_Text to read:_

This article will help you get the Tokumx plugin for sd-agent configured and returning metrics
Installing the tokumx plugin package
Install the tokumx plugin on Debian/Ubuntu:
sudo apt-get install sd-agent-tokumx
Install the tokumx plugin on RHEL/CentOS:
sudo yum install sd-agent-tokumx
Read more about agent plugins.
Configuring the agent to monitor TokuMX
1. Connect to the mongo shell and create a read only monitoring user. Make sure to authenticate before doing so:
mongo
use admin
db.addUser("serverdensity", "supersecurepassword", true)
2. Configure /etc/sd-agent/conf.d/tokumx.yaml
init_config: instances: # Specify the MongoDB URI, with database to use for reporting (defaults to "admin") # E.g. mongodb://localhost:27017/my-db - server: mongodb://localhost:27017 username: serverdensity password: supersecretpassword
- If you run the database server on a non-standard port, you need to declare the path to the sock or want to execute check, amend the rest of the config file as necessary.

_Directions for this task:_
Extend the TokuMX plugin setup guide above by writing what comes after its final sentence.

_Material shown:_
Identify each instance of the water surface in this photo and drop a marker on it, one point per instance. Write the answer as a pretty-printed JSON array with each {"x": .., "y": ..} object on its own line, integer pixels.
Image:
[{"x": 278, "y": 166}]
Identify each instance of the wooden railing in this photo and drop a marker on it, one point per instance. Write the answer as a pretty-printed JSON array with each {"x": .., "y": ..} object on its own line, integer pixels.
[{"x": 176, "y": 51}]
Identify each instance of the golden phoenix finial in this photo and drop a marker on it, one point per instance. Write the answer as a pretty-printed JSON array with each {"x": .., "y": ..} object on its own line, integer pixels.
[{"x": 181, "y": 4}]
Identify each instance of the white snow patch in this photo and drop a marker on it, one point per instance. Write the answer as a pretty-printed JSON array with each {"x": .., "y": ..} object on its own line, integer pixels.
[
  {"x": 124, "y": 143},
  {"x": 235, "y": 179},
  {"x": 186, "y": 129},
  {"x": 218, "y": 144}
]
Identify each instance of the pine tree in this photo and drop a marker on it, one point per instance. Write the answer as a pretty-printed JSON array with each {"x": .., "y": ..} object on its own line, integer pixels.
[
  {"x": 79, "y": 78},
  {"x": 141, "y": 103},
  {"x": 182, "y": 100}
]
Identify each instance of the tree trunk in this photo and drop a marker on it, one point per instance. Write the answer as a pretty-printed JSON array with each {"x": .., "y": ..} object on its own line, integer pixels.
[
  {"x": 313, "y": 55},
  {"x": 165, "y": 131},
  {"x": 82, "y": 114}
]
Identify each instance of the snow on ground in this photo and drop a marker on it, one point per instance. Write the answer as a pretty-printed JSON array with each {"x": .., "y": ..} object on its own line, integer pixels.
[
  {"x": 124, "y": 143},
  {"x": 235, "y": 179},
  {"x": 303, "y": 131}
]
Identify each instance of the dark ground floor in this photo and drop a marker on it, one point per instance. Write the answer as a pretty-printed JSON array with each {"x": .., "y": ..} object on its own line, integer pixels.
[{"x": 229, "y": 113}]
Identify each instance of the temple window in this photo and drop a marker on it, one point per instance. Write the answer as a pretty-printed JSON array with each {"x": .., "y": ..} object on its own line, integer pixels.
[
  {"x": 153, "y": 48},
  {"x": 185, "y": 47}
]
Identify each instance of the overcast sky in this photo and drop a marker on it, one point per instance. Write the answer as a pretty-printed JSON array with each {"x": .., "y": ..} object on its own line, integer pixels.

_Response to this task:_
- NOTE: It is possible to use a connection string in the server option, such as
mongodb://serverdensity:supersecurepassword@localhost:27016/my-db
. However this is NOT recommended as the server string is automatically used as a tag and this will expose your user and password in the Server Density UI.
3. Restart the agent
sudo /etc/init.d/sd-agent restart
or
sudo systemctl restart sd-agent
Connecting over SSL
We can connect to your TokuMX instances using SSL but it may require some changes to the agent if you are using certificate files.
- If you are not using certificate files
You can just specify ?ssl=true in the connection string e.g. in step 2 of the installation instructions, then specify mongodb://hostname:port/?ssl=true as part of the config.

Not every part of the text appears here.